(Excerpts of location labeling data)
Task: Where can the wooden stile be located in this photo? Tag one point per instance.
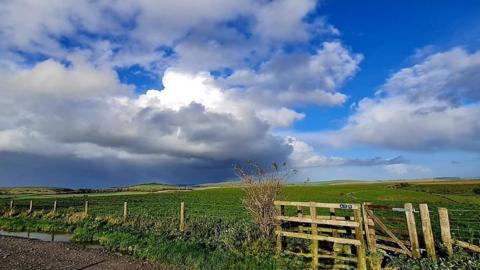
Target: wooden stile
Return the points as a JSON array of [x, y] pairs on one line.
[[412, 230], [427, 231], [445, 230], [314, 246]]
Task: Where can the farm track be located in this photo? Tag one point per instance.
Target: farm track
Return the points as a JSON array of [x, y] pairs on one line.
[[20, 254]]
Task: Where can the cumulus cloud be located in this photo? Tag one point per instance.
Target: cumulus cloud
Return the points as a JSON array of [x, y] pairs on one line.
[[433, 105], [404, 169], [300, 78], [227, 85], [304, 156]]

---

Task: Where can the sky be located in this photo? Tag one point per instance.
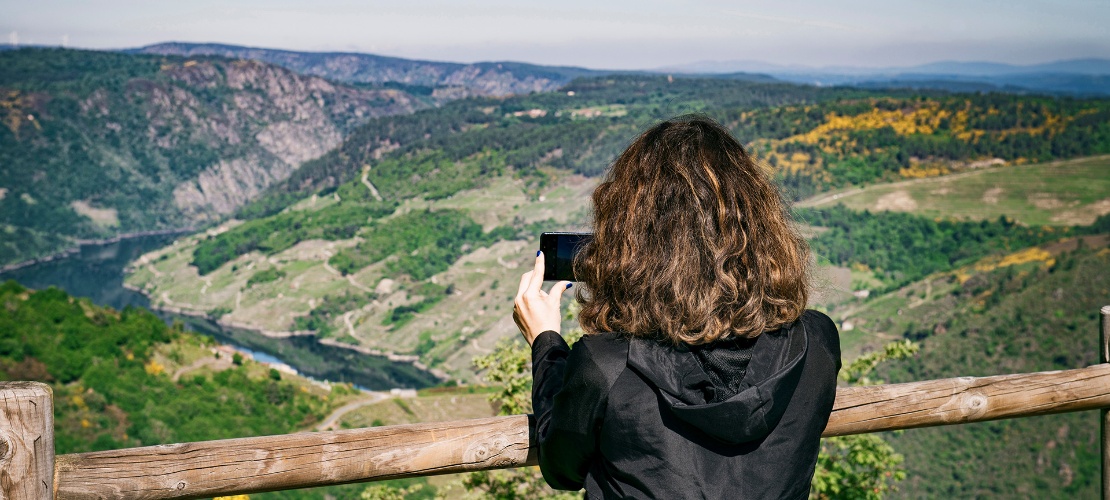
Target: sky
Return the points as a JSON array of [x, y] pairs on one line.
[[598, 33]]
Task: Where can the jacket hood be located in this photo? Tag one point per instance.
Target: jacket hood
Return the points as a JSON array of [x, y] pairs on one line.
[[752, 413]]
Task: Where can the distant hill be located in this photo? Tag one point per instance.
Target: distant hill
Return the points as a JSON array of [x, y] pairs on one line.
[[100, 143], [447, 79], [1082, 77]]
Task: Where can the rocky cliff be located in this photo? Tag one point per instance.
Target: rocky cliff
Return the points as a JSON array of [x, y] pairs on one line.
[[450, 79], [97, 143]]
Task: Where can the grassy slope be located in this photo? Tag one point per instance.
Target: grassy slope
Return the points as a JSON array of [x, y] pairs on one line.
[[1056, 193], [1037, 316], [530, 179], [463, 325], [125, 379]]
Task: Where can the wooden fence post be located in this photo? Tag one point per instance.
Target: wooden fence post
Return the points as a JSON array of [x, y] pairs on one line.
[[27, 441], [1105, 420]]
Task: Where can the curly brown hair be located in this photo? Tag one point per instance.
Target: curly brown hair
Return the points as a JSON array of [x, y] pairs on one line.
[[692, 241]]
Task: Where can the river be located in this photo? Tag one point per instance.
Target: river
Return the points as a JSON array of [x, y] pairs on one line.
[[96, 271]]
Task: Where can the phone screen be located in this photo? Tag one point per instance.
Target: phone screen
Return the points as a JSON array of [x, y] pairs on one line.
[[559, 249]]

> _The task_: Please return the lines above word for word, starting at the line that contains "Task: Where can the river" and ending at the line that contains "[[559, 249]]", with both of those lines included.

> _Answer below_:
Task: Where can the river be located in this photo? Tag one point per instance.
Target: river
Return the points as a JSON array of [x, y] pairs on one line.
[[96, 271]]
Task: Where can the phone screen be located in this photo? Tag one point per instance.
Target: phone screen
Return the points as a JSON array of [x, y] pairs on one line.
[[559, 249]]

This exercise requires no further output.